SUPPLIED DATA
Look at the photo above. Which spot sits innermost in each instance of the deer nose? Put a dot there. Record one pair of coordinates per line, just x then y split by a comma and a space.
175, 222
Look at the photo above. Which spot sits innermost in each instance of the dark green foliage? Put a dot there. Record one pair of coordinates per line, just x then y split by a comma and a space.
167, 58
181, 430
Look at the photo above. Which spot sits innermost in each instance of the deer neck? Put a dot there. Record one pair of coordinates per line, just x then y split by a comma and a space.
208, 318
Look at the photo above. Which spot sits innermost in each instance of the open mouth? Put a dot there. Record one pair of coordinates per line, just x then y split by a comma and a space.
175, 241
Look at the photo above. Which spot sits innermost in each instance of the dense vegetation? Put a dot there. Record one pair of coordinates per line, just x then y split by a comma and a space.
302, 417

PROBLEM REQUIREMENTS
Reproduce the material above. Do not change a word.

WRITTEN RESPONSE
Look at the photo above. Which spot sits innermost in each instance of the deer nose? Put a dot there. Record one pair of coordinates per line, just x then y split by a comma and a space.
175, 222
Look at the photo above. Which spot sits innermost in each instance of the dark green foliage? Put a dot there. Record one pair of coordinates per line, just x then y split by a comma and a space.
167, 58
181, 430
Look at the photo above. Which spot sits innermost in each instance of the deer neck? Put a dot there. Record one pair of coordinates per line, just x then y split by a comma and a space.
208, 318
Look at the photo above. Which spot sits innermost in each instance of the open mouth? Put a dot there. Record one pair of coordinates per line, just x then y split by a comma and a space.
175, 241
Look at the photo above. Which spot sits innermost in each instance of the dense vegetation? Put a dot there. Record one pair of coordinates per line, just x then y split by a comma and a space.
302, 417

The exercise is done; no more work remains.